### WORK TASK:
Give every entry again precisely as it appears.

### DATA FOR THIS TASK:
+ + + + +

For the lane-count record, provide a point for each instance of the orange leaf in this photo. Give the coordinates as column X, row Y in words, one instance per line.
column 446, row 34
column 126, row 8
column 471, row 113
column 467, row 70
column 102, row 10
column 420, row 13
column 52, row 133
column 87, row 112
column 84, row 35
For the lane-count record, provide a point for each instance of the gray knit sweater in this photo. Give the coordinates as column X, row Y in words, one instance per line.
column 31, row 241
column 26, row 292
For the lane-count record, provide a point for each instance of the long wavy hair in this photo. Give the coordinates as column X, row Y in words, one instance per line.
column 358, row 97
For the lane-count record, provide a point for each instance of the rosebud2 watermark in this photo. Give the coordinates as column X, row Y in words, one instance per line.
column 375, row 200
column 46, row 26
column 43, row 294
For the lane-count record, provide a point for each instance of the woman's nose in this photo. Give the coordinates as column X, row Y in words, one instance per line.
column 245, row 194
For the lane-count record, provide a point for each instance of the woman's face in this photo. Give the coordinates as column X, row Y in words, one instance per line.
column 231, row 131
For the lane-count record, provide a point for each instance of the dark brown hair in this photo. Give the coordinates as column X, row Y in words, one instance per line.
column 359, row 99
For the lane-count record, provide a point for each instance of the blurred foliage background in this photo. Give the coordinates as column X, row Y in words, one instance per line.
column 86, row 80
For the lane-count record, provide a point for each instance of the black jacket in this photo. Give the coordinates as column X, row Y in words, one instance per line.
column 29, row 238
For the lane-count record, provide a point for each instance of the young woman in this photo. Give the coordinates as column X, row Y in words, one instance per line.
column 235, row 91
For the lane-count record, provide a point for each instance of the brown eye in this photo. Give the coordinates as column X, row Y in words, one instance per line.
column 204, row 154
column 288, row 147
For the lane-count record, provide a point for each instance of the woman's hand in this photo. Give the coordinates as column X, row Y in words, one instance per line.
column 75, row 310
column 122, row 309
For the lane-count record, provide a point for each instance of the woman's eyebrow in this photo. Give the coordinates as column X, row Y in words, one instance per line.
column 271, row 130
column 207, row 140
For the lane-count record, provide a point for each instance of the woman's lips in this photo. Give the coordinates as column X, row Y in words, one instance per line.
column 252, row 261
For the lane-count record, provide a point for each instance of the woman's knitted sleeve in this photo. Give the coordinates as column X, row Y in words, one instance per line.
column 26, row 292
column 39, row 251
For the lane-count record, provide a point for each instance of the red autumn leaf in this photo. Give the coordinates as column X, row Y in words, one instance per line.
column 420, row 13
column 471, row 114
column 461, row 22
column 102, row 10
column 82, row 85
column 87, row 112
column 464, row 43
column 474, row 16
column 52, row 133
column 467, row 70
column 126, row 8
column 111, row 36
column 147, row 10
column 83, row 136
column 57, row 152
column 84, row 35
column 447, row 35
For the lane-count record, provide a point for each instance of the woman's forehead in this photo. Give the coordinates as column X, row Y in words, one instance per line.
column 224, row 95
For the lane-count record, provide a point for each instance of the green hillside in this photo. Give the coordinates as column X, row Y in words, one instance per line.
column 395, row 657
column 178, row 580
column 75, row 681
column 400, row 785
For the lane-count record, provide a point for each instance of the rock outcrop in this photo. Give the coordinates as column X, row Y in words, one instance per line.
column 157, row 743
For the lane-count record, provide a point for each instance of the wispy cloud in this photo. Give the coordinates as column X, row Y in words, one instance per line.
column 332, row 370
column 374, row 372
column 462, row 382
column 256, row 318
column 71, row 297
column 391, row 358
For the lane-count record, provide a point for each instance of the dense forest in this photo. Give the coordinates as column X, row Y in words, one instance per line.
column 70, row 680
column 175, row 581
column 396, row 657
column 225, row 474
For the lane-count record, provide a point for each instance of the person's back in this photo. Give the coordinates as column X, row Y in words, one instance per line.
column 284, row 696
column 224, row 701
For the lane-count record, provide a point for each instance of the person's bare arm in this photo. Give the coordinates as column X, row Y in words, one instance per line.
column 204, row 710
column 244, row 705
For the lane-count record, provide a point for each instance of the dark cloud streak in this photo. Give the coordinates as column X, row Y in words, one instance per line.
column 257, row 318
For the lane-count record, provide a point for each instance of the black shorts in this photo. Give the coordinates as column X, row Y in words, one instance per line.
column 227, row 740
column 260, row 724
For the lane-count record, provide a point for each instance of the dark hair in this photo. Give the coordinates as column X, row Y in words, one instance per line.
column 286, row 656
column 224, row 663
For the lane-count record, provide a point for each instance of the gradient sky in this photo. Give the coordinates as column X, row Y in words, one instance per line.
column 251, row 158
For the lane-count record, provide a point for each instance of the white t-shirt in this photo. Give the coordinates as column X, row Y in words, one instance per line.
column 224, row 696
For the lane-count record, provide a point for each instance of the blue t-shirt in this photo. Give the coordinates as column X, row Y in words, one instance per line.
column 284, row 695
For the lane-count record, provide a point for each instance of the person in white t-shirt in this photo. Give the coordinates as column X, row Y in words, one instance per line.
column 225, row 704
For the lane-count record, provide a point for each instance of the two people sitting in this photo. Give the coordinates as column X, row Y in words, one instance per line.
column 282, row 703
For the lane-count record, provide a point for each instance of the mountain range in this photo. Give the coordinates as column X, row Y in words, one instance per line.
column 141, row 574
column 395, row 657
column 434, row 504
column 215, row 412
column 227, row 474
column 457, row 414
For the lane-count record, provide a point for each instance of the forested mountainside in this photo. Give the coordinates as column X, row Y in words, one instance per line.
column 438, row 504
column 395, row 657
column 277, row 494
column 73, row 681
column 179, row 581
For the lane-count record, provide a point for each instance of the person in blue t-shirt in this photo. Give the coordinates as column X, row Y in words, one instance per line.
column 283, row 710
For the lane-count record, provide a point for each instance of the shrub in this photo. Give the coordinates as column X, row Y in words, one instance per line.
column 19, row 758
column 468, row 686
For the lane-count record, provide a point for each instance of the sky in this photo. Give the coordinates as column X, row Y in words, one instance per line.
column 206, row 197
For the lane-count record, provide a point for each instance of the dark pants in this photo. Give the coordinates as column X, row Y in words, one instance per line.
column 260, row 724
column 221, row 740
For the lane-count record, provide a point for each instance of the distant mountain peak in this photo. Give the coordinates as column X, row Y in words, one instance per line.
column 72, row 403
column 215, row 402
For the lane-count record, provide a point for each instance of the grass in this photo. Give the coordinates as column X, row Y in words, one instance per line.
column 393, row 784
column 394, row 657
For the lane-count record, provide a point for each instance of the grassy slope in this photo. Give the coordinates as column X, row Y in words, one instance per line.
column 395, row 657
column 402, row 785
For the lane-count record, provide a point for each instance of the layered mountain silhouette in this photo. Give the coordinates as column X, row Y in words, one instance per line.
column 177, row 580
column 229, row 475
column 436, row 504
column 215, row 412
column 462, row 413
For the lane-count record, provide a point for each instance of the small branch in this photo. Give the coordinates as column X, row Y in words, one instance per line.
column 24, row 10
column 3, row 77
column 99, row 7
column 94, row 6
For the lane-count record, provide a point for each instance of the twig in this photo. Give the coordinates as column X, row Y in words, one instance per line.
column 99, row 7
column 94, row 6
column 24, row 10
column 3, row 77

+ + + + +

### SOLUTION FOR THIS TASK:
For the lane-count record, provide a point for each instance of the orange leaf in this photo. Give the coordinates as column X, row Y in words, one instance per line.
column 446, row 34
column 126, row 8
column 471, row 113
column 467, row 70
column 102, row 10
column 420, row 13
column 52, row 133
column 87, row 112
column 84, row 35
For the lane-count record, provide a point for each instance of the gray knit sweater in this photo. Give the coordinates as column X, row Y in words, one instance per line.
column 31, row 241
column 26, row 292
For the lane-count record, provide a point for each instance of the long wavy hair in this photo. Give the coordinates as column X, row Y in words, one instance per line.
column 358, row 97
For the lane-count record, provide a point for each instance of the rosebud2 watermark in this photo. Give the coordinates as column X, row Y in words, one instance per line.
column 375, row 200
column 46, row 26
column 43, row 294
For the lane-count record, provide a point for each instance of the woman's nose in this photo. Give the coordinates as column X, row Y in words, one instance per line.
column 245, row 194
For the lane-count record, provide a point for each instance of the woman's face in this photo. Give the coordinates as column X, row Y in words, one instance per line.
column 231, row 131
For the lane-count record, provide a point for each instance of the dark brown hair in this photo. Give the coordinates as column X, row Y in words, one instance per line.
column 359, row 99
For the lane-count record, provide a point for each instance of the blurred foliage background in this photo. Give the coordinates as column X, row Y in words, one instance per line.
column 86, row 80
For the lane-count record, provide a point for each instance of the black jacket in this photo. Give the coordinates as column X, row Y in words, one instance per line.
column 29, row 238
For the lane-count record, provide a point for each instance of the young woman in this photo. Give the coordinates as column X, row Y in words, one instance per line.
column 235, row 91
For the lane-count record, provide a point for each instance of the brown eye in this photo. Give the coordinates as column X, row Y in words, one instance per line.
column 204, row 154
column 288, row 147
For the lane-count record, provide a point for each instance of the woman's hand in this photo. Give the coordinates as column X, row Y in words, one instance per line.
column 75, row 310
column 122, row 309
For the lane-count record, provide a point for each instance of the woman's eyebrow in this photo. Give the coordinates as column X, row Y in words, one instance per line.
column 271, row 130
column 207, row 140
For the lane-count record, provide a point for each instance of the woman's lips in this photo. Give the coordinates as column X, row Y in words, one instance per line.
column 252, row 261
For the lane-count record, provide a point for each instance of the woman's knitted sleeve in this photo. Give the coordinates as column X, row Y in words, one instance per line.
column 26, row 292
column 39, row 251
For the lane-count record, provide a point for each instance of the red autumn leaf in this photo. Give the coordinates as column X, row Y in words, one instance per line.
column 420, row 13
column 471, row 114
column 461, row 22
column 102, row 10
column 82, row 85
column 87, row 112
column 464, row 43
column 474, row 16
column 52, row 133
column 467, row 70
column 126, row 8
column 111, row 36
column 147, row 10
column 83, row 136
column 57, row 152
column 84, row 35
column 447, row 35
For the lane-count record, provide a point for each instance of the woman's forehead in this photo. Give the coordinates as column X, row Y in words, one instance per line.
column 224, row 95
For the lane-count record, provide a point for each instance of the green hillside in this photo. Give the coordinates as column X, row Y in words, one instance per line.
column 395, row 657
column 178, row 580
column 75, row 681
column 400, row 785
For the lane-count record, provide a point for each instance of the rock outcrop in this photo. Give the coordinates as column X, row Y in words, one instance per line.
column 157, row 743
For the lane-count record, provide a point for each instance of the wispy cloud in this photo. Give the coordinates as column X, row Y in words, one instance per line.
column 332, row 370
column 374, row 372
column 462, row 382
column 256, row 318
column 71, row 297
column 391, row 358
For the lane-count record, provide a point for each instance of the dense forest in this photo. Give the coordinates as column X, row Y in words, one instance per line.
column 70, row 680
column 175, row 581
column 396, row 657
column 225, row 474
For the lane-count record, provide a point for each instance of the person's back in this photo. Give the coordinates as column X, row Y in words, one instance per line.
column 284, row 696
column 224, row 701
For the lane-count record, provide a point for each instance of the person's bare arm in this photo. Give the coordinates as column X, row Y in words, one instance per line.
column 204, row 710
column 244, row 705
For the lane-count record, provide a point for each instance of the dark cloud streak in this photo. Give the coordinates as column X, row Y in words, one instance per line.
column 257, row 318
For the lane-count record, provide a point for each instance of the black shorts in this photo. Give the coordinates as column X, row Y in words, one instance per line.
column 227, row 740
column 260, row 724
For the lane-count record, provide a point for each instance of the dark hair in this photo. Give the coordinates as column X, row Y in words, one instance per line.
column 286, row 656
column 224, row 663
For the lane-count record, provide a point for each instance of the gradient sky in this photo. Give the coordinates as column X, row Y in words, one instance per line.
column 251, row 158
For the lane-count record, provide a point for each instance of the white t-shirt in this photo. Give the coordinates as column X, row Y in words, one instance per line.
column 224, row 696
For the lane-count record, provide a point for each instance of the blue t-shirt in this photo. Give the coordinates as column X, row Y in words, one instance per line.
column 284, row 695
For the lane-count record, provide a point for each instance of the person in white t-shirt in this photo. Give the coordinates as column X, row Y in words, one instance per line.
column 225, row 704
For the lane-count record, provide a point for each instance of the two people sitting in this photo. Give the coordinates as column X, row Y in words, one instance per line.
column 282, row 703
For the lane-count record, provide a point for each instance of the mountain range in this photo. Give the coordinates as column X, row Y in words, one instance per line.
column 141, row 574
column 395, row 657
column 434, row 504
column 215, row 412
column 227, row 474
column 457, row 414
For the lane-count record, provide a point for each instance of the forested mountainside in this photo. Give the coordinates as column X, row Y in words, one instance per line.
column 438, row 504
column 395, row 657
column 277, row 494
column 73, row 681
column 179, row 581
For the lane-count record, provide a point for each instance of the person in blue t-shirt in this photo. Give the coordinates as column X, row Y in words, one instance per line.
column 283, row 710
For the lane-count record, provide a point for each instance of the shrub in this photo. Give the coordinates as column X, row Y in words, one instance per line.
column 19, row 758
column 468, row 686
For the lane-count record, provide a point for each instance of the sky in this photo. Give the coordinates as column X, row Y in words, one instance per line.
column 206, row 197
For the lane-count record, provide a point for each instance of the dark pants in this photo. Give the coordinates as column X, row Y in words, one instance per line.
column 260, row 724
column 221, row 740
For the lane-count record, provide a point for each instance of the distant mountain peak in this photo. Give the coordinates as column X, row Y in words, one instance per line.
column 72, row 403
column 215, row 402
For the lane-count record, provide a point for each instance of the grass in this photo. Give the coordinates as column X, row Y in words, one instance per line.
column 393, row 784
column 394, row 657
For the lane-count record, provide a point for each instance of the grassy slope in this photo. Give the coordinates as column X, row Y in words, one instance per line.
column 395, row 657
column 402, row 785
For the lane-count record, provide a point for each instance of the layered mountain silhouette in this photo. Give the coordinates as column X, row Y in words, one instance per line.
column 177, row 580
column 229, row 475
column 436, row 504
column 215, row 412
column 462, row 413
For the lane-count record, provide a point for each instance of the small branch in this photo. Give the coordinates as column X, row Y in words, one instance per line.
column 24, row 10
column 3, row 77
column 99, row 7
column 94, row 6
For the lane-count record, provide a point for each instance of the twig in this photo. Give the coordinates as column X, row Y in words, one instance per line.
column 99, row 7
column 94, row 6
column 24, row 10
column 3, row 77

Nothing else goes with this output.